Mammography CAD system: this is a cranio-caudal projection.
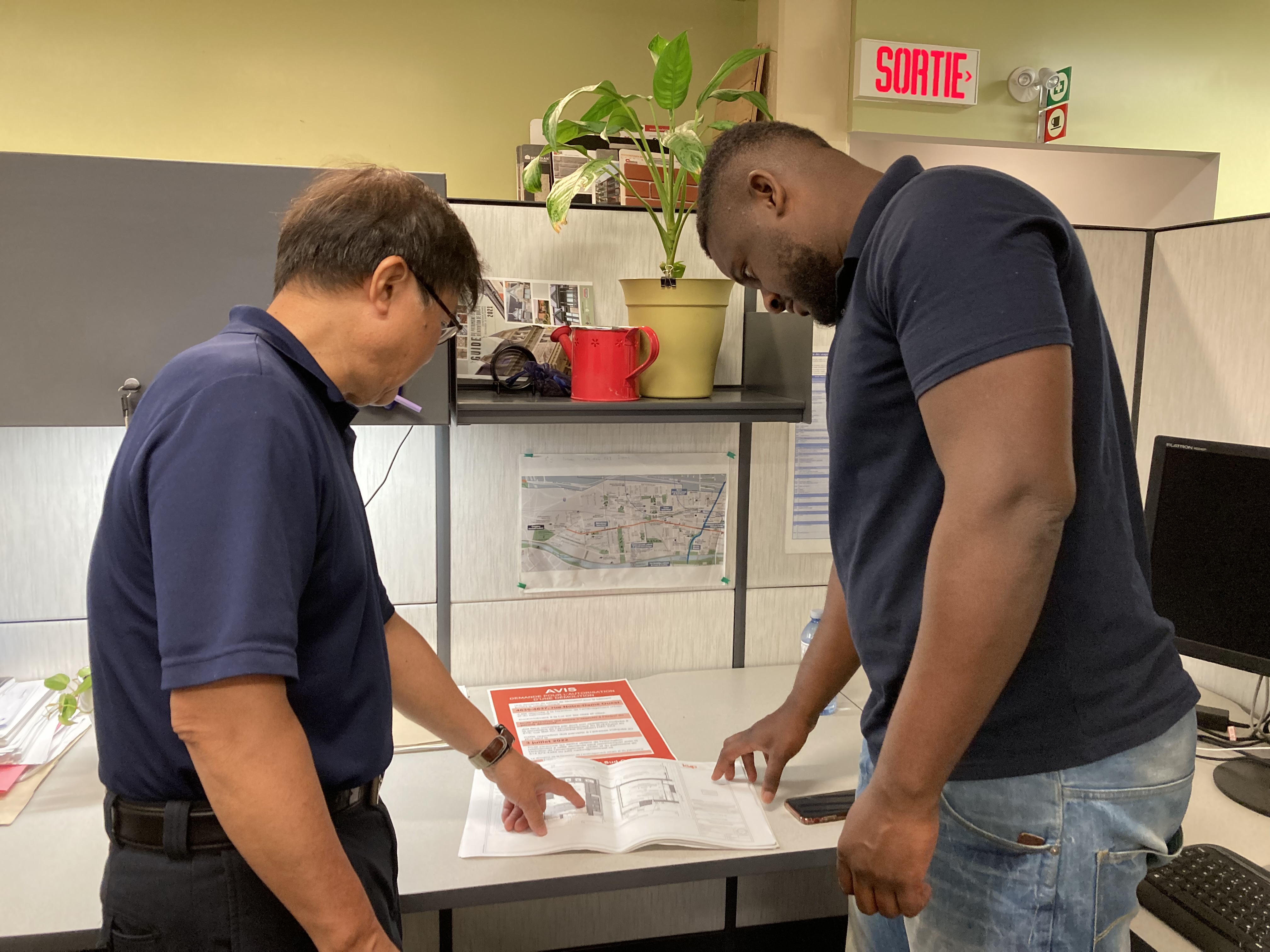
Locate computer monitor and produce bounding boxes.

...

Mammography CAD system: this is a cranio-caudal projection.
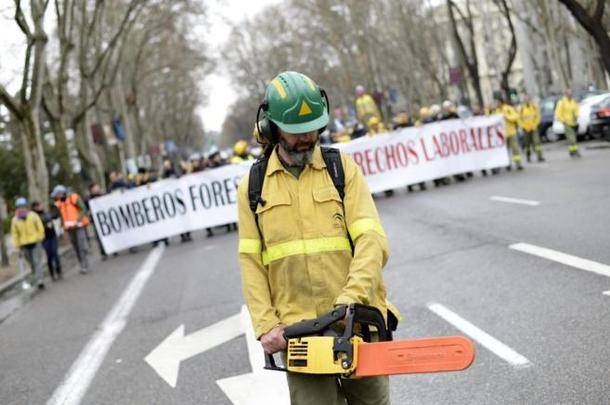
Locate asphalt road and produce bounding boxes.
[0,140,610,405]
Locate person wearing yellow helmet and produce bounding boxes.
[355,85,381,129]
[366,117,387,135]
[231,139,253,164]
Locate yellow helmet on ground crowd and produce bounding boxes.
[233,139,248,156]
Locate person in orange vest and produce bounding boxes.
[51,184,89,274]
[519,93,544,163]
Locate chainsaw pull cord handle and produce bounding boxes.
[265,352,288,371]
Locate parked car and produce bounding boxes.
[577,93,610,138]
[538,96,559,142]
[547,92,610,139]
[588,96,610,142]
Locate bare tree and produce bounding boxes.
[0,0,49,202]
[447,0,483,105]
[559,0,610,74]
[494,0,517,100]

--

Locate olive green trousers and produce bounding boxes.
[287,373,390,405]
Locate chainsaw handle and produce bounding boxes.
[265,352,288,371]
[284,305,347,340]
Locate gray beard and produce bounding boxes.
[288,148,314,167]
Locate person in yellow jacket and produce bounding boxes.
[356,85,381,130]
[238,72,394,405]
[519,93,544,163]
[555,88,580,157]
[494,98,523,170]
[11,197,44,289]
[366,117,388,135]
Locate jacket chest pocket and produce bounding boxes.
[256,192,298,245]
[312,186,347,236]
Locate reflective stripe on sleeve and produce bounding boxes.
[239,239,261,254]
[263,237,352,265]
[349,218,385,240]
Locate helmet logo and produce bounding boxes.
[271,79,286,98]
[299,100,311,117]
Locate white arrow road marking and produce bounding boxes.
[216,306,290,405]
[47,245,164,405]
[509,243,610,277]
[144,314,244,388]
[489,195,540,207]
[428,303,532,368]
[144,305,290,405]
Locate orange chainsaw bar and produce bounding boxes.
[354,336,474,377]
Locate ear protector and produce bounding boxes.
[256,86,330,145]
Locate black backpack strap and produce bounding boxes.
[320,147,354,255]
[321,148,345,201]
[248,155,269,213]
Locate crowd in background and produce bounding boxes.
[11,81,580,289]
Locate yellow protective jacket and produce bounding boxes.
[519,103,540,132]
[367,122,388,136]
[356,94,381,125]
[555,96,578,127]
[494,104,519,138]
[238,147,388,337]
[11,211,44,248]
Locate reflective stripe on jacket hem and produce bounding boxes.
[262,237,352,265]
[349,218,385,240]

## WORK INSTRUCTIONS
Begin at the line that contains "Locate helmet logo" and stop after the line that contains "[354,336,474,377]". Write out only those lines, requests included, and offset every bounding-box coordinate by adding 7.

## TASK RESULT
Locate helmet logo and produce bounding boxes.
[278,86,293,105]
[306,107,318,124]
Locate white arrow road marking and produce bounding boxes.
[223,313,297,412]
[54,252,171,412]
[516,250,617,284]
[151,321,251,395]
[496,202,547,214]
[435,310,539,375]
[151,312,297,412]
Locate orange chainsaw bar and produce bounding boxes.
[361,343,481,384]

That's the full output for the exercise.